[Source data]

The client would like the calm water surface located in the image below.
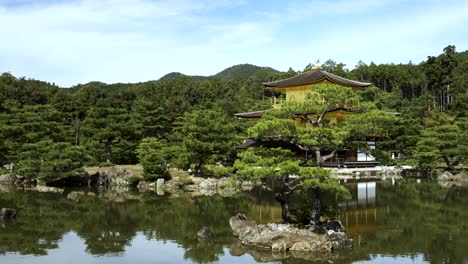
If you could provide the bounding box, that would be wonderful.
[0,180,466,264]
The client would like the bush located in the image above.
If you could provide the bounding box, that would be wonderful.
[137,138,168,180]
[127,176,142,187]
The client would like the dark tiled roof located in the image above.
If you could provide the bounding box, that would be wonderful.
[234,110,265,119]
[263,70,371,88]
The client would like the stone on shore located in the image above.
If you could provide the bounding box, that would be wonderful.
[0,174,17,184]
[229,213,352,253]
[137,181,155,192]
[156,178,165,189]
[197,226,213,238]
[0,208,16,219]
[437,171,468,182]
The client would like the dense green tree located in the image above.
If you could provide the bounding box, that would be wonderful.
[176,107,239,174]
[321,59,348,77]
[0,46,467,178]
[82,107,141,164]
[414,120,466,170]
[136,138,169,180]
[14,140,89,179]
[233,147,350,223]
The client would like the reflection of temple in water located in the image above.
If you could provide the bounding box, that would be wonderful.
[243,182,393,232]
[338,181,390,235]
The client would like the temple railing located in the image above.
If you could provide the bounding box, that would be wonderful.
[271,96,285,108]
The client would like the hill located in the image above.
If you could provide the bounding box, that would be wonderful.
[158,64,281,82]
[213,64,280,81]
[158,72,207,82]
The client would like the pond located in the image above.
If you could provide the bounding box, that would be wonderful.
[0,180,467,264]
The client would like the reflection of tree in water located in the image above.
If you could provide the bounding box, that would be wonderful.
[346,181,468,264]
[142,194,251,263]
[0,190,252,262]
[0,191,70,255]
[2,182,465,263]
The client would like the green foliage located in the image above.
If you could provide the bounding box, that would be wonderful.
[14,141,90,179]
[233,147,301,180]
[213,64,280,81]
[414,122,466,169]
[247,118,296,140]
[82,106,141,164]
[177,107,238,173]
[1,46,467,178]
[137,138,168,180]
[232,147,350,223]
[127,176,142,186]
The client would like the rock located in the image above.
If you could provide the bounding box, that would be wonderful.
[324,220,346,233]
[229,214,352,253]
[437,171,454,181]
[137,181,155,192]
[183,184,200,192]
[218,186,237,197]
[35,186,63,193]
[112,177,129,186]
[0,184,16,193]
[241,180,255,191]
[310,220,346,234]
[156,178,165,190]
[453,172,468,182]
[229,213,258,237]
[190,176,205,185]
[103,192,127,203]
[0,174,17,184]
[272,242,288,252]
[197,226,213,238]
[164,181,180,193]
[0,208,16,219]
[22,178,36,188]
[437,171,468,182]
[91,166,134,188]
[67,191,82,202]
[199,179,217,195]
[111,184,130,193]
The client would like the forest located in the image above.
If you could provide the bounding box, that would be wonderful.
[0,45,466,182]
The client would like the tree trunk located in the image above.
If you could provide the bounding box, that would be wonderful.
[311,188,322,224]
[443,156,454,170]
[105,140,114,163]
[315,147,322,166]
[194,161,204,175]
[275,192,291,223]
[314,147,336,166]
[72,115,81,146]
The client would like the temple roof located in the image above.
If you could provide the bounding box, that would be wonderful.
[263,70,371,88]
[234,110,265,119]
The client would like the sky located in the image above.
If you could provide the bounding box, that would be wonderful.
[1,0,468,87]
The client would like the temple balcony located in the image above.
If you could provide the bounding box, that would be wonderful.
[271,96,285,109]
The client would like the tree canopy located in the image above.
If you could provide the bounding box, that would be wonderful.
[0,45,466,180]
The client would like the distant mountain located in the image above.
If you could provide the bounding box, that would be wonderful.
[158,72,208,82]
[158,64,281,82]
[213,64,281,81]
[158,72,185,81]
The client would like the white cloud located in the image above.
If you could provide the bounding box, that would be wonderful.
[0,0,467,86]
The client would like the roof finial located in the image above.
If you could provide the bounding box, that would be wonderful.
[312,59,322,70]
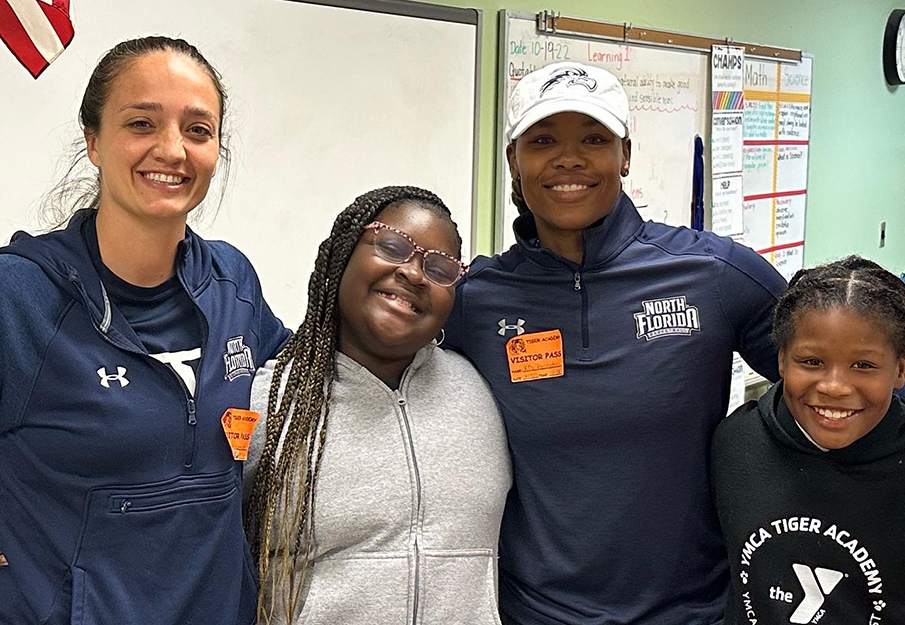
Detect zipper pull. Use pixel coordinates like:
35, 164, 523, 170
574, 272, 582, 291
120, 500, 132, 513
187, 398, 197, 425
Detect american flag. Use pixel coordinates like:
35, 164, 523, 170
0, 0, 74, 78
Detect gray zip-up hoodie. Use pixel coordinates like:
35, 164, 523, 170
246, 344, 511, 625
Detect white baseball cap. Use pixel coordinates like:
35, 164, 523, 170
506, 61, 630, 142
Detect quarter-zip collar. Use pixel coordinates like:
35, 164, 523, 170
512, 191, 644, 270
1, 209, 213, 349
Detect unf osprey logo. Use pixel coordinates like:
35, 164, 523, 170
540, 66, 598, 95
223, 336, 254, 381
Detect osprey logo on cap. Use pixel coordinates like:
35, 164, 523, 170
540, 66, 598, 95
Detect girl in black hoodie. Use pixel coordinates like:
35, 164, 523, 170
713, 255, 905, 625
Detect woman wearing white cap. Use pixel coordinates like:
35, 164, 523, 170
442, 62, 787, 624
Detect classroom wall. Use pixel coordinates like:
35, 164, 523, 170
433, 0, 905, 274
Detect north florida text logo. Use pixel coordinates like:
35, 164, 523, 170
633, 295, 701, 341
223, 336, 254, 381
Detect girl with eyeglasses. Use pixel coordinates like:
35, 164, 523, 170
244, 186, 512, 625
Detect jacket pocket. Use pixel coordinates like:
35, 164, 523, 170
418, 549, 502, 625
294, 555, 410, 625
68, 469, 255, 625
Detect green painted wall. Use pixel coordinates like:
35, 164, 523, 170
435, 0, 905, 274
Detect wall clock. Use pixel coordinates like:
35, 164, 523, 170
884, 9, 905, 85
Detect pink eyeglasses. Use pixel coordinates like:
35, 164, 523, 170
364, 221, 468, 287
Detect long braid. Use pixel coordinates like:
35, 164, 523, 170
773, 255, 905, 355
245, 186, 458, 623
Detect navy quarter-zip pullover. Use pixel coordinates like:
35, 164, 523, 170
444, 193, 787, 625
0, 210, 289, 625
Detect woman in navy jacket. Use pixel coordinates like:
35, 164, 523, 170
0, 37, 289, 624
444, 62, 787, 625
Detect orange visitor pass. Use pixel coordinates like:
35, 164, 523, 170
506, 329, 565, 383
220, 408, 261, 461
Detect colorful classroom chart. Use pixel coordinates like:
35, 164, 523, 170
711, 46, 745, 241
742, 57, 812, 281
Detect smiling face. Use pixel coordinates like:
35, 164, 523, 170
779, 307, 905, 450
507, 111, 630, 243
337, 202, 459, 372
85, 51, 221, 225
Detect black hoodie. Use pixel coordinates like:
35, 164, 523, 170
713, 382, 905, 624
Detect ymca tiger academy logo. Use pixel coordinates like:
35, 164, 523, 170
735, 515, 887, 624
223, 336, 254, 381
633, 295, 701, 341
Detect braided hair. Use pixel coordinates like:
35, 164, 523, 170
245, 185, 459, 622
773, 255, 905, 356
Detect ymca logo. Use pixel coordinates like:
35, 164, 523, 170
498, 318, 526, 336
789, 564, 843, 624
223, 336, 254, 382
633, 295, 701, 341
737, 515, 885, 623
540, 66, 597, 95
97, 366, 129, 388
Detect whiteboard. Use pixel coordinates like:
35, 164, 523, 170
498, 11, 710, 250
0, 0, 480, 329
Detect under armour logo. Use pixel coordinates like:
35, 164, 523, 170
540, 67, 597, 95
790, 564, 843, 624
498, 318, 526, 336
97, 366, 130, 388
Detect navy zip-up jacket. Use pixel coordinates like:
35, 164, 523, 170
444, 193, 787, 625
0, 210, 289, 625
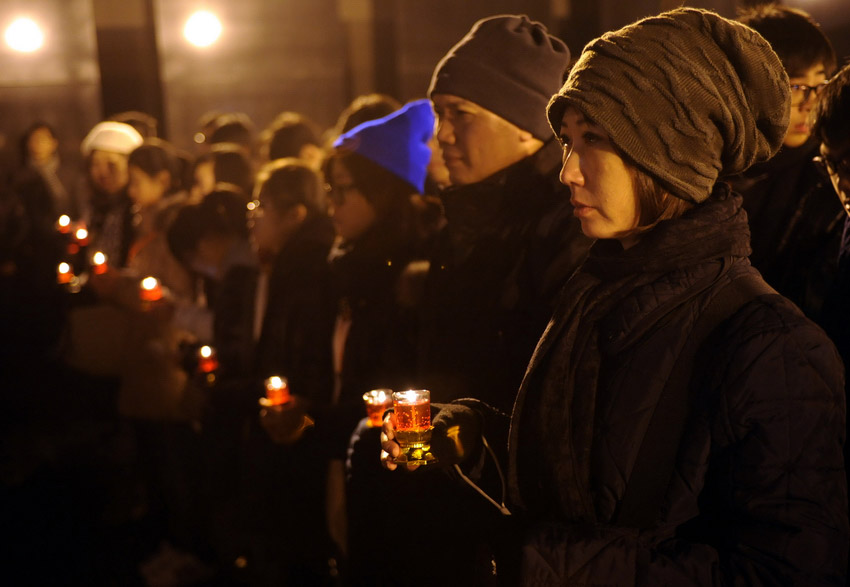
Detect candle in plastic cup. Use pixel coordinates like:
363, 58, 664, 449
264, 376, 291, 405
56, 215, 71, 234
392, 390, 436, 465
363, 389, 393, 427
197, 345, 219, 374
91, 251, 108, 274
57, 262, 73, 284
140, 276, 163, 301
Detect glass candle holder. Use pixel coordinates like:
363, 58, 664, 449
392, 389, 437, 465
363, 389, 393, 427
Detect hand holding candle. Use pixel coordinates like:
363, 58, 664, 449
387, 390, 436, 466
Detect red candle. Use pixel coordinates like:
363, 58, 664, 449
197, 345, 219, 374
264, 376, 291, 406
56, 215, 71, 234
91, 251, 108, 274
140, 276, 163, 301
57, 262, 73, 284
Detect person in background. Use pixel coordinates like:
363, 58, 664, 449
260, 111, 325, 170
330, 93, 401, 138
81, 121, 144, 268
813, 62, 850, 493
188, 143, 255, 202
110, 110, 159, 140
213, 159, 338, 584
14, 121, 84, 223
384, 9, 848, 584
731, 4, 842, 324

* What needs to be done: Look above for the line with "The client would like the reflection of temple" and the line with "The client would like the temple railing". Retype those two lines and every line between them exactly, adding nothing.

* Worked solution:
The client would like the reflection of temple in water located in the image above.
If you could provide the bounding box, that would be wonderful.
[243,182,393,232]
[338,181,390,235]
The client would like the temple railing located in the image above.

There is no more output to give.